Rewrite all the entries below, swapping "innermost" for "central" everywhere it occurs and changing nothing else. Leave the pictures out.

--- --- ---

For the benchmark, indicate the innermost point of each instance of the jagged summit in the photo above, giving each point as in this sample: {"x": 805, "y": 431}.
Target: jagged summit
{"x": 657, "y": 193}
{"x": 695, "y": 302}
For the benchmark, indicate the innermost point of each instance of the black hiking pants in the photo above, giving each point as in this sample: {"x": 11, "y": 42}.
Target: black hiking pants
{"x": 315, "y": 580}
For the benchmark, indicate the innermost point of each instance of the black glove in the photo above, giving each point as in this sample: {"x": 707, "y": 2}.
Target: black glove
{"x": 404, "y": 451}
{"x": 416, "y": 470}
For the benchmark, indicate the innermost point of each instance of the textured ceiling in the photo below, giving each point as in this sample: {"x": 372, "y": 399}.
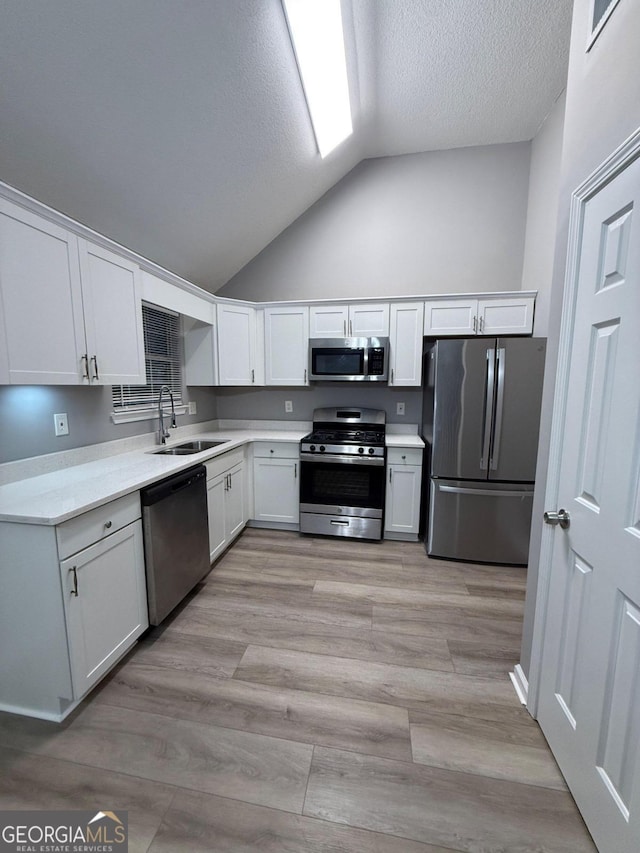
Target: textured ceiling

--- --- ---

Complete response –
For the benchmark, indicate the central point of each instance of the jagged summit in the photo above, giving each point as in this sample: {"x": 805, "y": 431}.
Target: jagged summit
{"x": 657, "y": 193}
{"x": 695, "y": 302}
For the benchmark, indicate the central point of each instance of the black hiking pants in the photo above, giving each point as in this sample: {"x": 11, "y": 42}.
Target: black hiking pants
{"x": 315, "y": 580}
For the benchmark, indicate the central point of each instance of the black glove in the photo above, giving each point as in this sample: {"x": 707, "y": 2}.
Target: black glove
{"x": 404, "y": 451}
{"x": 416, "y": 470}
For the benchmark, indicate the central point of each instance of the textured ceiling in the photo below, giving each point as in this sample: {"x": 372, "y": 399}.
Target: textured ceiling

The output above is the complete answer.